Айн Рэнд

Источник

Editor's choice — выбор главного редактора

На мой взгляд, начинать знакомство с творчеством Айн Рэнд лучше всего с романа «Источник». Его сюжет увлекателен и непредсказуем, а философские идеи поданы отчетливо и просто.

Прочтение «Источника» поможет в дальнейшем по-настоящему понять идеи романа «Атлант расправил плечи», а также философско-публицистических книг Айн Рэнд.

...
Алексей Ильин, генеральный директор издательства «Альпина Паблишерз»

Фрэнку О’Коннору

[Следует учесть, что имена персонажей, топонимы, наименования общественных организаций, фирм, названия сооружений, периодических изданий и т. п., непосредственно связанных с сюжетом, носят в романе Айн Рэнд по большей части вымышленный характер.]

Предисловие

Уважаемый читатель, в ваших руках первый том известного произведения Айн Рэнд.

В романе «Источник» четко определена жизненная позиция автора, показаны основы ее философии.

Впрочем, любитель увлекательного чтения может не пугаться — в романе нет скучных философских рассуждений. Несмотря на внушительный объем, сюжет захватывает с первых страниц и очень трудно оторваться от чтения, не узнав, чем закончится тот или иной его поворот. И тем не менее «Источник» — в значительной степени философский роман.

****************************************

*Что нужно сделать:*
1: Сократите абзац фрагмента о романе «Источник», который начинается словами «Впрочем, любитель увлекательного чтения», сохранив его основные факты.
2: Процитируйте текст фрагмента о романе «Источник», заключенный между словами «Впрочем, любитель увлекательного» и «степени философский роман.» включительно.

****************************************

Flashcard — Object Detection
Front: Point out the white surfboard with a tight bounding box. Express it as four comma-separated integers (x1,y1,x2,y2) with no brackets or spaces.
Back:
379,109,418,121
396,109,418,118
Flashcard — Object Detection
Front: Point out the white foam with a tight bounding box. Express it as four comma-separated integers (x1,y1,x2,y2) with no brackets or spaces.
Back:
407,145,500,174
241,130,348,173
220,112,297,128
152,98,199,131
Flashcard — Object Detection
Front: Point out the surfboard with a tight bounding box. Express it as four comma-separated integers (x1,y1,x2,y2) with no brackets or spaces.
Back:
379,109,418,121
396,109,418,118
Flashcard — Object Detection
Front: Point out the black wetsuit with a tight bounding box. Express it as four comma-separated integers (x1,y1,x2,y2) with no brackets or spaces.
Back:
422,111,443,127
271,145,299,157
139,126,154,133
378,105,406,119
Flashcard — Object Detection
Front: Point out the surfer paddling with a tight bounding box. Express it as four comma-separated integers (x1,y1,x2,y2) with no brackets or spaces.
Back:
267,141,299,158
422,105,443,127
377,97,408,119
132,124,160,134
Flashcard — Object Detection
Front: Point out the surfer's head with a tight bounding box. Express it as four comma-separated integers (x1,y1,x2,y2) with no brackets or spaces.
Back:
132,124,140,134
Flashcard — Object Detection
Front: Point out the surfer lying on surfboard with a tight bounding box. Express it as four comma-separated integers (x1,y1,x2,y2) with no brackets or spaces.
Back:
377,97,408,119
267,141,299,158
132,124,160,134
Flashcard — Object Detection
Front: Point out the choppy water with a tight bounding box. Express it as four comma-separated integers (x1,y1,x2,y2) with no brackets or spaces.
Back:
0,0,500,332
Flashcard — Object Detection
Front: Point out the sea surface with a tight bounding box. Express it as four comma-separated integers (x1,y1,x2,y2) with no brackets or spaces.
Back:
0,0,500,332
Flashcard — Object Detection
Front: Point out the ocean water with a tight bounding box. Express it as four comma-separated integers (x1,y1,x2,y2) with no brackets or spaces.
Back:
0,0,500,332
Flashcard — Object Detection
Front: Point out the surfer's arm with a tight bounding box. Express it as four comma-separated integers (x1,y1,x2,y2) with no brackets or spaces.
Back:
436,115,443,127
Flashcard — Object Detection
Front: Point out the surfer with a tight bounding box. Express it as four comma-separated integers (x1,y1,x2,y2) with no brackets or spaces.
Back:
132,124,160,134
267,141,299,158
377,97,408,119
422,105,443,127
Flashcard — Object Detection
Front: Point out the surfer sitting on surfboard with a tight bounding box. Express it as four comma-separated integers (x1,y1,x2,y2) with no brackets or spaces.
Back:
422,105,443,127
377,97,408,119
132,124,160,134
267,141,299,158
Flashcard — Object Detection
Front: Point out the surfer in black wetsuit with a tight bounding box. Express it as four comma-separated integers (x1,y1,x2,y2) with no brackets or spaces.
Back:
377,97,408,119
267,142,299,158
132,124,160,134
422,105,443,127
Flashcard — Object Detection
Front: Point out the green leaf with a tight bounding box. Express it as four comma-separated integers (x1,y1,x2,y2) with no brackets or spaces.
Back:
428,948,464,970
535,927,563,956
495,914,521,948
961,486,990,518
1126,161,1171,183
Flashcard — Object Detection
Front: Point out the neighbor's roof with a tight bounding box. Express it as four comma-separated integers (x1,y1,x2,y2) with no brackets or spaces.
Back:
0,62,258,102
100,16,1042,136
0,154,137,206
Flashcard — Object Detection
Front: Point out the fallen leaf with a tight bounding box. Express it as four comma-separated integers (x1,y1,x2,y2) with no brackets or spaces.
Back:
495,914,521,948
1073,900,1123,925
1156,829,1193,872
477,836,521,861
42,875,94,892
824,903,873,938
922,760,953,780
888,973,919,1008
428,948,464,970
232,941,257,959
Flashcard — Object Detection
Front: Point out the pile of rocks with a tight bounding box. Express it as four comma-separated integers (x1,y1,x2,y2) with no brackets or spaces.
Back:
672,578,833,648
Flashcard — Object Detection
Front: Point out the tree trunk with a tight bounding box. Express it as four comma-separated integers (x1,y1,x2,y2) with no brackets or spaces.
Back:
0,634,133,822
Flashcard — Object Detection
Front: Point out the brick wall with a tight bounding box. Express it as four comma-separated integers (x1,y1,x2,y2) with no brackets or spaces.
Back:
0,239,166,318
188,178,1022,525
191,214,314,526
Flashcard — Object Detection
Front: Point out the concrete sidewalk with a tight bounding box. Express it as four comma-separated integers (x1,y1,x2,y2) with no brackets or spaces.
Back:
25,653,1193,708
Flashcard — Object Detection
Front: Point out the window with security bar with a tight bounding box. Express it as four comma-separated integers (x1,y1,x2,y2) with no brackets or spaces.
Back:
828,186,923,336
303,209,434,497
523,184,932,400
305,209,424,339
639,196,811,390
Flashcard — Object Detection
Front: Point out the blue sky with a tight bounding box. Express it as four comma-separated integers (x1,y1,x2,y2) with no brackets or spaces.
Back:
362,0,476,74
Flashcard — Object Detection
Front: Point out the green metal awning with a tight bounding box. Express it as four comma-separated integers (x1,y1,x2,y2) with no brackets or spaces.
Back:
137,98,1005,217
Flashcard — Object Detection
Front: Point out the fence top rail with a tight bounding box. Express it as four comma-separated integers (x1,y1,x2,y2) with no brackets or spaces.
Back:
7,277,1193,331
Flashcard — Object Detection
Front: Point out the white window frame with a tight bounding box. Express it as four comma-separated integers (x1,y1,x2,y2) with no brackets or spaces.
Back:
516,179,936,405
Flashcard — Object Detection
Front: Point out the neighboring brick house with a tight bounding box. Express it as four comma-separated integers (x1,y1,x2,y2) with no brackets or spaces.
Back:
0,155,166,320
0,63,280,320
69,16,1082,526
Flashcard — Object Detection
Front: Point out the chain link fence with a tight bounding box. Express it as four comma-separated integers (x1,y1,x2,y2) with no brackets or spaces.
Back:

****************************************

*Ответы на задания:*
1: В романе нет скучных философских рассуждений. Несмотря на большой объем, сюжет захватывает с первых страниц, и от чтения трудно оторваться. При этом «Источник» во многом остается философским романом.

2:
Впрочем, любитель увлекательного чтения может не пугаться — в романе нет скучных философских рассуждений. Несмотря на внушительный объем, сюжет захватывает с первых страниц и очень трудно оторваться от чтения, не узнав, чем закончится тот или иной его поворот. И тем не менее «Источник» — в значительной степени философский роман.